Segment Start: EXERCISE MATERIAL

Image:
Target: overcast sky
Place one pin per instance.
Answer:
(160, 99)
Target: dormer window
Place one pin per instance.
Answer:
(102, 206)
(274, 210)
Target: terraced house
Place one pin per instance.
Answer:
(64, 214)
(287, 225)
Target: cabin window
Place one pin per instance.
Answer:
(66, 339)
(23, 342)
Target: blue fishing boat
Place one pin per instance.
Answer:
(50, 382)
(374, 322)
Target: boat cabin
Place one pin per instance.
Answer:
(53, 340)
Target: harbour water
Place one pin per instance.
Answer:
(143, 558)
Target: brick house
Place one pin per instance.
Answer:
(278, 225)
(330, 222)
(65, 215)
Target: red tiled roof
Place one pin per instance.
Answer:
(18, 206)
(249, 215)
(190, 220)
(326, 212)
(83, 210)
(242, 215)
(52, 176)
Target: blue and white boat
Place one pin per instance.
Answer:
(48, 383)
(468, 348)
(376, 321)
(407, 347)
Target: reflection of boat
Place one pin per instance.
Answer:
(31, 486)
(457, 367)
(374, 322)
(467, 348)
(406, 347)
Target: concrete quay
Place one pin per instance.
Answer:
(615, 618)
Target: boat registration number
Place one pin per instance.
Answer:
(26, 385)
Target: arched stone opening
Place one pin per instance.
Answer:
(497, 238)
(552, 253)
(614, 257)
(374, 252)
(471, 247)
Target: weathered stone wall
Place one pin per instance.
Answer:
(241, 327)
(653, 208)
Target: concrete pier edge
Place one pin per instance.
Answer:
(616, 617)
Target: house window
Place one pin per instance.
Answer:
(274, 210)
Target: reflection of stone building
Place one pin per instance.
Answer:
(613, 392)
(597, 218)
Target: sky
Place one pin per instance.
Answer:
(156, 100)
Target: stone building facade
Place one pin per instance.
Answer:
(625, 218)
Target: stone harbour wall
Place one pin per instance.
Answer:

Segment End: EXERCISE MATERIAL

▸ PROBLEM DETAILS
Write out the whole listing again, exactly as it stands.

▸ REPLY TO THE TASK
Image:
Target: overcast sky
Place one pin per instance.
Answer:
(160, 99)
Target: dormer window
Place one pin per instance.
Answer:
(102, 206)
(274, 210)
Target: terraced house
Place one pin per instance.
Answer:
(64, 214)
(287, 225)
Target: cabin window
Place one pin per instance.
Answer:
(66, 339)
(23, 342)
Target: blue fishing boat
Place one pin per instance.
Answer:
(50, 382)
(374, 322)
Target: boat cabin
Place one pin per instance.
Answer:
(53, 340)
Target: harbour water
Place one pin per instance.
Answer:
(143, 558)
Target: brick house
Place one pin per instance.
Answer:
(278, 225)
(330, 222)
(65, 215)
Target: red tiled roof
Place one pin per instance.
Answer:
(18, 206)
(249, 215)
(190, 220)
(326, 212)
(83, 210)
(242, 215)
(52, 176)
Target: blue and white boat
Place one pin per instance.
Answer:
(48, 383)
(468, 348)
(376, 321)
(407, 347)
Target: reflection of boat
Place one pin per instance.
Answer:
(31, 486)
(457, 367)
(374, 322)
(467, 348)
(406, 347)
Target: concrete quay
Place one pin per instance.
Answer:
(615, 618)
Target: boat registration number
Place one pin per instance.
Answer:
(26, 385)
Target: arched stone opening
Place one pin per instance.
Answer:
(497, 238)
(552, 253)
(614, 257)
(374, 252)
(471, 247)
Target: weathered stone wall
Place one pin per instance.
Answer:
(241, 327)
(653, 208)
Target: concrete pier edge
Place one pin per instance.
Answer:
(616, 617)
Target: house window
Place one pin per instance.
Answer:
(274, 210)
Target: reflection of stone building
Place one pin per instance.
Answer:
(613, 392)
(597, 218)
Target: sky
Place one pin per instance.
Answer:
(156, 100)
Target: stone building facade
Place one pin per instance.
Answer:
(625, 218)
Target: stone harbour wall
Place one pin per instance.
Answer:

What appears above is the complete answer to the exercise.